Heat engine that uses a rubber band (Thermodynamics)

  • #1

Homework Statement:

Find the efficiency of a three-step cycle heat engine that uses a rubber band (the cycle is shown in the figure), which idealized equation of state is J= aLT (J is the tension, L is the length of the rubber band per unit mass, a is a constant and T is the temperature). The specific heat capacity is a constant, c. Find the efficiency of this rubber band engine.

Relevant Equations:

dQ=TdS=(dS/dT)dT+(dS/dL)dL
Screen Shot 2020-08-01 at 9.58.32 PM.png

Nota that the path a to b is isothermal since J is proportional to L, then we can find the value of T_a and T_b using the equation of state and the figure. We have,

\begin{equation}
J_0=\alpha L_0T_b
\end{equation}
or
\begin{equation}
T_b=T_a=\frac{J_0}{\alpha L_0}=T_0
\end{equation}

Also, by using the equation of state we find,

\begin{equation}
T_c=T_0/2
\end{equation}

Now, for the path a to b, we have that

\begin{equation}
\begin{split}
dQ&=T_0dS=T_0\left(\frac{\partial S}{\partial L}\right)_T dL\\
dQ&=-T_0\left(\frac{\partial J}{\partial T}\right)_L dL\\
dQ&=-\alpha LM T_0dL\\
\end{split}
\end{equation}
where M is the mass of the rubber band. Therefore,
\begin{equation}\Delta Q_{ab}=\frac{3L_0J_0M}{2}.\end{equation}

For b to c, we have
\begin{equation}
\begin{split}
dQ=& T\left(\frac{\partial S}{\partial T}\right)_LdT \\
+& T\left(\frac{\partial S}{\partial L}\right)_TdL\\
dQ=&cM dT-\alpha LMT dL\\
dQ=&cM dT-J_0 dL\\
\end{split}
\end{equation}
where I have used the equation of state. Now the change of heat is given by
\begin{equation}\Delta Q_{bc}=-\frac{McT_0}{2}-J_0L_0M.\end{equation}
Finally for c to a we have dL=0 and
\begin{equation}
\begin{split}
dQ=& T\left(\frac{\partial S}{\partial T}\right)_L dT \\
dQ=&cM dT\\
\end{split}
\end{equation}
Then, we find,
\begin{equation}
\Delta Q_{ca}=\frac{McT_0}{2}.
\end{equation}

The total work must be (since for a full cycle dU=0),
\begin{equation}
\begin{split}
\Delta W_{tot}&=\Delta Q_{tot}\\
\Delta W_{tot}&=\Delta Q_{ab}+\Delta Q_{bc}+\Delta Q_{ca}\\
\Delta W_{tot}&=\frac{J_0L_0M}{2}.

- _WHAT IS ASKED_:
• a. Reproduce the portion of the rubber band engine thread from "Heat engine that uses a rubber band (Thermodynamics)" up to and including "rubber band engine.".
• b. In the rubber band engine thread, what does the symbol J stand for in the equation of state?
The data that follow come from a separate source.

- _DATASET EXTRACT_:
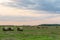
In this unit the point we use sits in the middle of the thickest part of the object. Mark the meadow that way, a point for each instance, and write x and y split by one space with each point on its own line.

- _SOLUTIONS PER TASK_:
• a.
Heat engine that uses a rubber band (Thermodynamics)

  • #1

Homework Statement:

Find the efficiency of a three-step cycle heat engine that uses a rubber band (the cycle is shown in the figure), which idealized equation of state is J= aLT (J is the tension, L is the length of the rubber band per unit mass, a is a constant and T is the temperature). The specific heat capacity is a constant, c. Find the efficiency of this rubber band engine.

• b. J is the tension.